## Goal of the exercise
Give back exactly the lines running from the line with "Category: water puddle" to the end of the entries, and only those lines.

## Rows from a pointing dataset

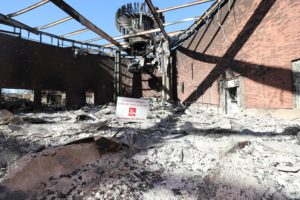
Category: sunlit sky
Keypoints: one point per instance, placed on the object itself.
(100, 12)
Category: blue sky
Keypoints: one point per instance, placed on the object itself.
(100, 12)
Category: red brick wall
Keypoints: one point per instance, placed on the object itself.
(262, 38)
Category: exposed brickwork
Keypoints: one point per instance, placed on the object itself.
(262, 39)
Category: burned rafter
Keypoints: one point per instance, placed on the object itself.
(157, 18)
(11, 22)
(75, 32)
(34, 6)
(54, 23)
(84, 21)
(145, 32)
(183, 6)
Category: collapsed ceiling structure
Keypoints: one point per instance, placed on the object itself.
(229, 76)
(146, 42)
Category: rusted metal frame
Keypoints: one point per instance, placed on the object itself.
(77, 16)
(157, 19)
(75, 32)
(28, 9)
(14, 23)
(11, 22)
(183, 6)
(150, 31)
(54, 23)
(145, 32)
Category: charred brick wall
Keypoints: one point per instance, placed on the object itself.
(256, 39)
(30, 65)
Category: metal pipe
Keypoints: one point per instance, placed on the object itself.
(54, 23)
(75, 32)
(183, 6)
(84, 21)
(28, 9)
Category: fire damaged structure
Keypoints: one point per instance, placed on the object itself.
(231, 52)
(207, 112)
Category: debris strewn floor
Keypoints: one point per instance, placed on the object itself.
(176, 154)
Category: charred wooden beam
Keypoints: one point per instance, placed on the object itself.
(54, 23)
(11, 22)
(84, 21)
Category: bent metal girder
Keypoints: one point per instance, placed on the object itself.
(84, 21)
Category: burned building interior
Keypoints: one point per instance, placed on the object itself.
(207, 111)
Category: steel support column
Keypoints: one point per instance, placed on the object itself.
(157, 19)
(117, 76)
(37, 102)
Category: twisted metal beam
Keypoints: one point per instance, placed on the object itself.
(184, 6)
(145, 32)
(54, 23)
(84, 21)
(28, 9)
(157, 19)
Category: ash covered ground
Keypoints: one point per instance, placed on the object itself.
(178, 153)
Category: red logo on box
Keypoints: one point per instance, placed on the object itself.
(132, 112)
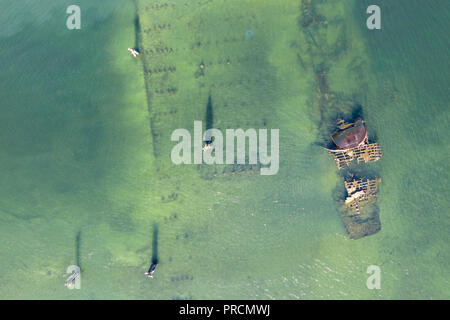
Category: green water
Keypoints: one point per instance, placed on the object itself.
(86, 171)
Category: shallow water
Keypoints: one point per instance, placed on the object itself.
(86, 171)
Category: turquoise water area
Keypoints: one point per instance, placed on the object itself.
(85, 140)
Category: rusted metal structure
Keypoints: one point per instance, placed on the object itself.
(352, 143)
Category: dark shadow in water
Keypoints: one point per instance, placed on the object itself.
(78, 248)
(155, 244)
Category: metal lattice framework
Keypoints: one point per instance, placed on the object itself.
(367, 153)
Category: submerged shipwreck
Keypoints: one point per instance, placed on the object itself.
(352, 143)
(359, 212)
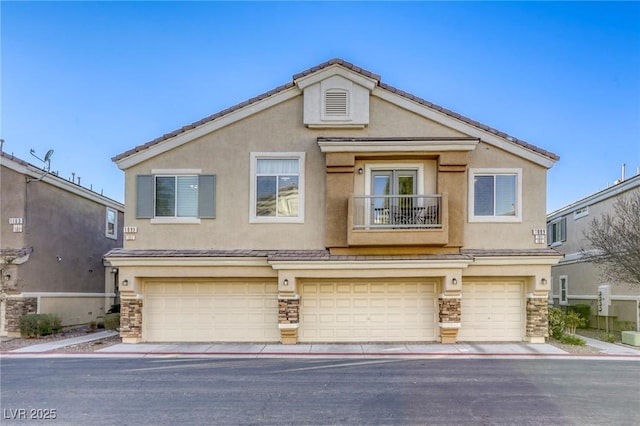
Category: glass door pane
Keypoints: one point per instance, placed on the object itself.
(380, 197)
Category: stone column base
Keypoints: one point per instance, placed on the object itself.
(449, 333)
(288, 334)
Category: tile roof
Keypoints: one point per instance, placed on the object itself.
(324, 255)
(274, 255)
(350, 66)
(546, 251)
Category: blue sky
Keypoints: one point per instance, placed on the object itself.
(94, 79)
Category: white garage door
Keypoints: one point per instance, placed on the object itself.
(492, 311)
(367, 311)
(211, 311)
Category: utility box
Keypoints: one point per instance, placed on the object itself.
(631, 338)
(604, 299)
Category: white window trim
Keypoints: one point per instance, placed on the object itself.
(254, 157)
(369, 168)
(113, 236)
(171, 219)
(564, 278)
(495, 171)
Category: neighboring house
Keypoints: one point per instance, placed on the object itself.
(574, 281)
(54, 234)
(335, 208)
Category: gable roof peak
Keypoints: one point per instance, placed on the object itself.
(342, 63)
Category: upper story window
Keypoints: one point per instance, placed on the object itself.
(111, 228)
(557, 231)
(175, 196)
(495, 195)
(277, 187)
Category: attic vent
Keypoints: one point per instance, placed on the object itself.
(335, 103)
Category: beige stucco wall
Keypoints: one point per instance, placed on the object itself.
(502, 235)
(226, 153)
(12, 194)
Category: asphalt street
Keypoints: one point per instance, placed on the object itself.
(199, 391)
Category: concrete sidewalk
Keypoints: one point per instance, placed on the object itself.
(253, 350)
(358, 350)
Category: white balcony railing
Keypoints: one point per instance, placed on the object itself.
(397, 211)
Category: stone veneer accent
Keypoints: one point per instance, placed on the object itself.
(450, 310)
(131, 318)
(15, 308)
(449, 315)
(537, 317)
(288, 310)
(288, 318)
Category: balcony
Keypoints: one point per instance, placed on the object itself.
(398, 220)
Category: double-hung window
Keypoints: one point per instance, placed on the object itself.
(277, 187)
(557, 231)
(495, 195)
(175, 196)
(111, 227)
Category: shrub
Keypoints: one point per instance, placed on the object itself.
(112, 321)
(608, 337)
(571, 339)
(29, 325)
(624, 325)
(36, 325)
(584, 311)
(574, 320)
(556, 322)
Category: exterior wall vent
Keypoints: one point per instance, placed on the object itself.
(335, 103)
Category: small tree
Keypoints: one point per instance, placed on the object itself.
(614, 241)
(573, 320)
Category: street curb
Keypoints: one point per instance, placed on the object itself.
(333, 355)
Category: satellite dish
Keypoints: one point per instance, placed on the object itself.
(48, 155)
(46, 160)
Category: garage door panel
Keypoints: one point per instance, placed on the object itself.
(492, 311)
(369, 311)
(202, 311)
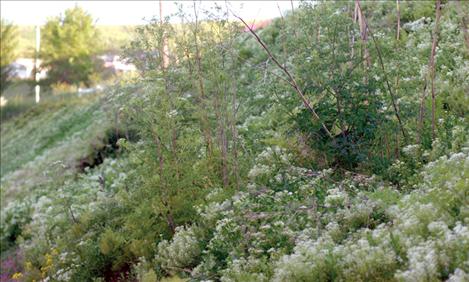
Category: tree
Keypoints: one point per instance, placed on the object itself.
(8, 39)
(69, 42)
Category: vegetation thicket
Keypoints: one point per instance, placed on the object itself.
(331, 145)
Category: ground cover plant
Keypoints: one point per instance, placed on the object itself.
(331, 145)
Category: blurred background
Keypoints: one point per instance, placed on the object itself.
(51, 49)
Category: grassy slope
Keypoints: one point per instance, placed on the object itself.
(47, 141)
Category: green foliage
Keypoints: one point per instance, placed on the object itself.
(8, 39)
(208, 166)
(68, 45)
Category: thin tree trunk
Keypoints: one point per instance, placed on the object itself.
(432, 65)
(363, 34)
(464, 23)
(398, 20)
(291, 80)
(380, 59)
(205, 123)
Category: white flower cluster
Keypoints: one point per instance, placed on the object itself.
(182, 251)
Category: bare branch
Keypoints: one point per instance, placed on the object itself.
(291, 80)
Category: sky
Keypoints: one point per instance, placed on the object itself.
(127, 12)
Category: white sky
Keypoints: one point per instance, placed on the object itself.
(126, 12)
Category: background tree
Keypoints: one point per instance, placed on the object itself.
(9, 38)
(69, 43)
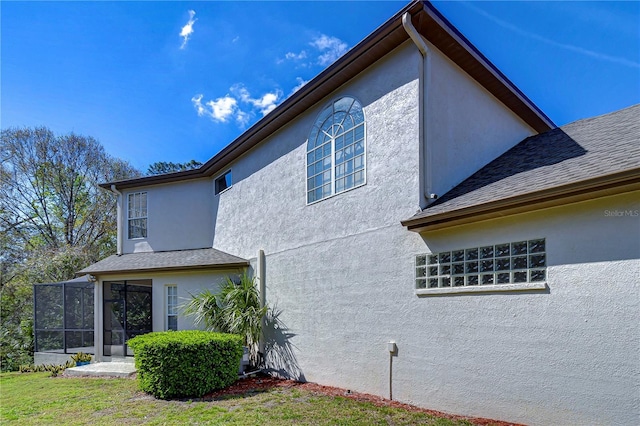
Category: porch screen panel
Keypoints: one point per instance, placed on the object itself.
(63, 317)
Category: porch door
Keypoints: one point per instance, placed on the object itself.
(127, 313)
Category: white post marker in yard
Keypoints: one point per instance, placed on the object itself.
(393, 349)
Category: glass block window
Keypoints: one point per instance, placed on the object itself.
(137, 218)
(336, 150)
(507, 263)
(172, 307)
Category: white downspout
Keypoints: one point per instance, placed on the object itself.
(260, 274)
(119, 228)
(424, 71)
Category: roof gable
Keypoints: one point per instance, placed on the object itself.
(430, 23)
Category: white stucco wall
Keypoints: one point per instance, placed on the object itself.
(467, 127)
(340, 272)
(179, 217)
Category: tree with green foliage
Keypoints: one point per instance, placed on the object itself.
(162, 167)
(54, 220)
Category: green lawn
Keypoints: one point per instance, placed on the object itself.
(36, 398)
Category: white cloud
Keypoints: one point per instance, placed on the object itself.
(331, 47)
(296, 56)
(197, 103)
(187, 30)
(265, 104)
(570, 47)
(242, 118)
(222, 108)
(229, 106)
(219, 110)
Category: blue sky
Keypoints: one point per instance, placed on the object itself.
(175, 81)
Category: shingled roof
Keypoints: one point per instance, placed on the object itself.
(587, 158)
(208, 258)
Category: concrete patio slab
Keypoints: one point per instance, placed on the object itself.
(102, 369)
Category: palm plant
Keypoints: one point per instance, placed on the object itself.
(235, 309)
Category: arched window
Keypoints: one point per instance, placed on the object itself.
(336, 150)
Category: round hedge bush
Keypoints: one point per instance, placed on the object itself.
(186, 364)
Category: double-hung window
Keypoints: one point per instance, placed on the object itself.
(336, 150)
(137, 218)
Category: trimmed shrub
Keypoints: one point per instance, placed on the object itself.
(187, 364)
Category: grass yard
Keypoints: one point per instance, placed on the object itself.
(36, 398)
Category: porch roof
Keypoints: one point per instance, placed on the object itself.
(207, 258)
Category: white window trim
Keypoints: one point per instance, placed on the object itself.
(221, 175)
(129, 218)
(542, 285)
(333, 161)
(166, 306)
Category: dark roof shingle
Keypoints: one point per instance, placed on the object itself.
(579, 151)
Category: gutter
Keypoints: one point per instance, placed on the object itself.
(424, 72)
(120, 227)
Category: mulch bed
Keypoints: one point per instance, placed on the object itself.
(261, 383)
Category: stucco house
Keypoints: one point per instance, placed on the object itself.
(422, 229)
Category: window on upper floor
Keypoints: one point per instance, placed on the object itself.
(137, 203)
(223, 182)
(336, 150)
(508, 266)
(172, 307)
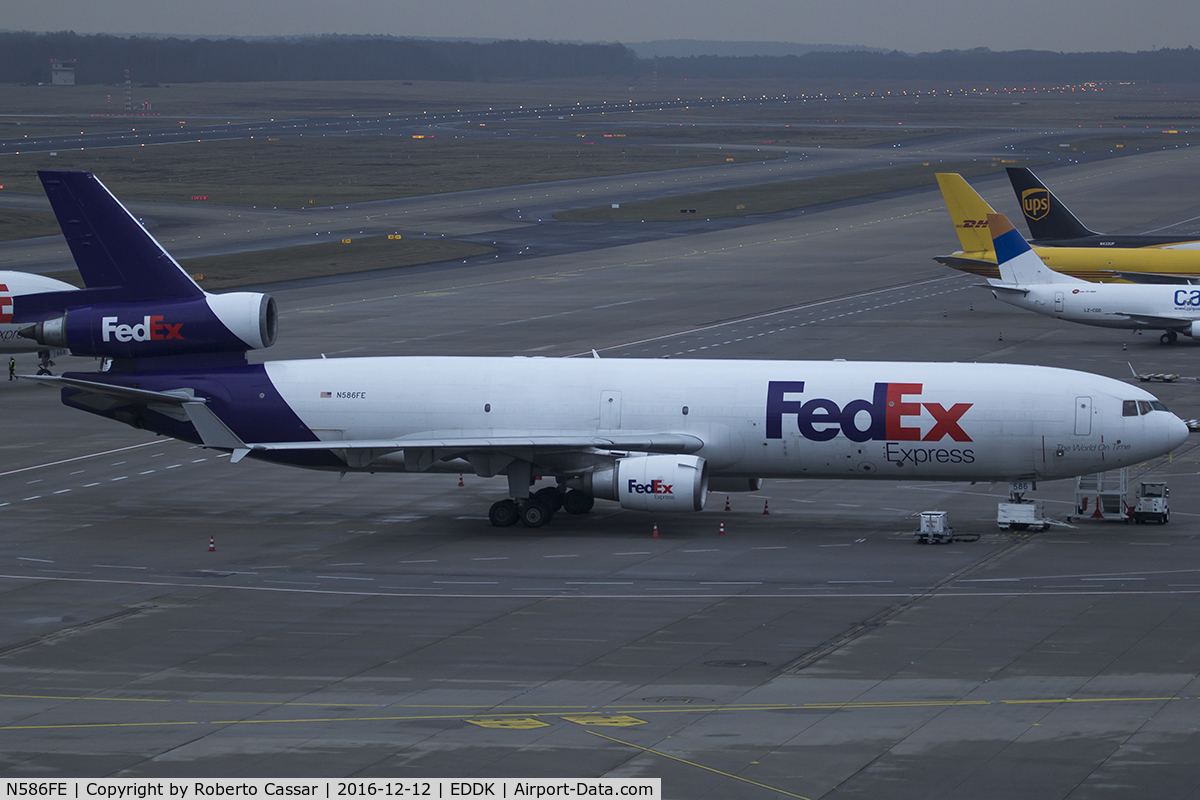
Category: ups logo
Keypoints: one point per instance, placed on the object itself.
(1036, 203)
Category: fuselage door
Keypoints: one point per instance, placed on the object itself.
(1083, 416)
(610, 410)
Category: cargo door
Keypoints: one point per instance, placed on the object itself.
(1083, 416)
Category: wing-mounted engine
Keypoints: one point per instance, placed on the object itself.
(227, 323)
(670, 483)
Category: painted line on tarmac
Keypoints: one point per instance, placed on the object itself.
(1084, 591)
(67, 461)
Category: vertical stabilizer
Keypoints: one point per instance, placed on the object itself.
(109, 246)
(1044, 214)
(969, 211)
(1019, 265)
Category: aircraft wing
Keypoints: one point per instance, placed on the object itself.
(1156, 322)
(1005, 287)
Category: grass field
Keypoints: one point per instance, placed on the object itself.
(767, 198)
(347, 169)
(220, 272)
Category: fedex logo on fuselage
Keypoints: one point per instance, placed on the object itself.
(150, 329)
(653, 487)
(887, 416)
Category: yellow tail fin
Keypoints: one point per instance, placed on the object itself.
(970, 215)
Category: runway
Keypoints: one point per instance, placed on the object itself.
(376, 625)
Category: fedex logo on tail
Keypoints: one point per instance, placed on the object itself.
(653, 487)
(150, 329)
(888, 416)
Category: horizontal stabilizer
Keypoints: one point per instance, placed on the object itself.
(138, 396)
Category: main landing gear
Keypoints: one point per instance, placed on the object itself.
(539, 507)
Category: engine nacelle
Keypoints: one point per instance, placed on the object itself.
(225, 323)
(670, 483)
(731, 485)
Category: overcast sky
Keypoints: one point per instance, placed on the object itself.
(911, 25)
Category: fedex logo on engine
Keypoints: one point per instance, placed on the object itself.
(150, 329)
(888, 416)
(653, 487)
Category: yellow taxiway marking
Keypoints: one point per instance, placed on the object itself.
(509, 723)
(684, 761)
(513, 720)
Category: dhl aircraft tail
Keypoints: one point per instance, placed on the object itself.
(970, 215)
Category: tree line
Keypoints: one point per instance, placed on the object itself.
(102, 59)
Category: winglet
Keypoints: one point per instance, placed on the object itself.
(215, 433)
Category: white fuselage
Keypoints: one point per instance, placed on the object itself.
(759, 419)
(1111, 305)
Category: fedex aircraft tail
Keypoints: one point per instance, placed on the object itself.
(969, 211)
(1045, 214)
(1019, 265)
(138, 302)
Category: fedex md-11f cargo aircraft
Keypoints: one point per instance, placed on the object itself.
(651, 434)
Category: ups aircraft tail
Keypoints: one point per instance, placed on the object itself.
(1019, 265)
(1044, 212)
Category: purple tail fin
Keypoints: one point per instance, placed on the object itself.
(112, 248)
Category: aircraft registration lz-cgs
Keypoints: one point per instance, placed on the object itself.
(651, 434)
(1027, 283)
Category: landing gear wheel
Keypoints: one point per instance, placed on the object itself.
(535, 515)
(577, 501)
(503, 513)
(550, 497)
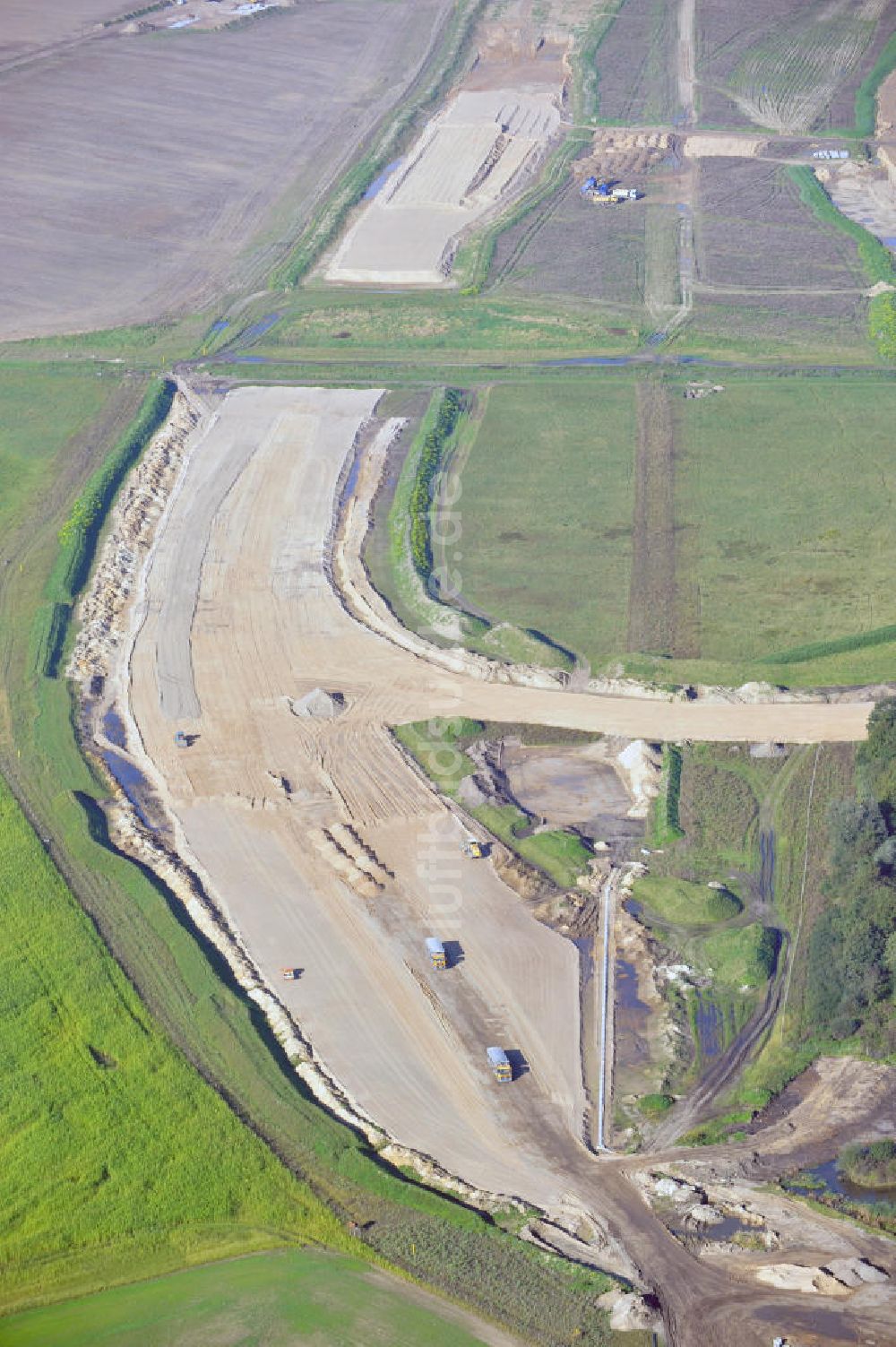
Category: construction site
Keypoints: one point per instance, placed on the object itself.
(511, 840)
(246, 677)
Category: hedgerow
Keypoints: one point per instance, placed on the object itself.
(423, 487)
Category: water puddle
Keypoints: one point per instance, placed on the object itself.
(631, 1017)
(380, 181)
(717, 1232)
(263, 326)
(831, 1176)
(134, 784)
(114, 729)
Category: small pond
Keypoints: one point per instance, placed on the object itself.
(831, 1176)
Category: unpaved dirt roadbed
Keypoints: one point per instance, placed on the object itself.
(243, 620)
(329, 853)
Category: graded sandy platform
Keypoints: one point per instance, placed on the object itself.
(332, 854)
(465, 160)
(243, 621)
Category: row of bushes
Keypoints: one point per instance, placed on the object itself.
(427, 469)
(872, 1164)
(874, 257)
(80, 533)
(668, 825)
(841, 644)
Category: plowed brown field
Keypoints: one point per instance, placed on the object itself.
(138, 168)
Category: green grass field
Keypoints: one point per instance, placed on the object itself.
(682, 902)
(270, 1300)
(115, 1154)
(789, 552)
(546, 511)
(42, 406)
(203, 1022)
(795, 546)
(438, 747)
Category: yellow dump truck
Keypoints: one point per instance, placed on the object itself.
(435, 951)
(500, 1065)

## Output of the exercise
Category: water puddle
Keypoints: one point per instance, placed on the object itself.
(631, 1017)
(380, 181)
(717, 1232)
(263, 326)
(831, 1176)
(134, 784)
(114, 729)
Category: small pond
Keypoints: one point per instance, placed on the object itself.
(831, 1176)
Category: unpaved dirt roadbed
Keypoints: one point per instance, placed on the object itself.
(243, 620)
(329, 853)
Category: graded sandy platform
Keypoints: one point per instance, placed on the object itself.
(332, 854)
(465, 160)
(243, 621)
Category: row of bushes
Keypoints: one point per instance, placed on the object itself.
(427, 469)
(872, 1164)
(874, 257)
(80, 533)
(668, 825)
(841, 644)
Category: plowed brown field
Keypoints: one point per instance, placed on the object itself.
(138, 168)
Category: green grass field
Keypoints: one point per instance, placed on the object itself.
(682, 902)
(270, 1300)
(115, 1154)
(789, 552)
(546, 511)
(42, 406)
(203, 1022)
(795, 546)
(438, 747)
Category: yellow dump truck
Keypoints: one point per instance, placed on the object itself.
(435, 951)
(500, 1065)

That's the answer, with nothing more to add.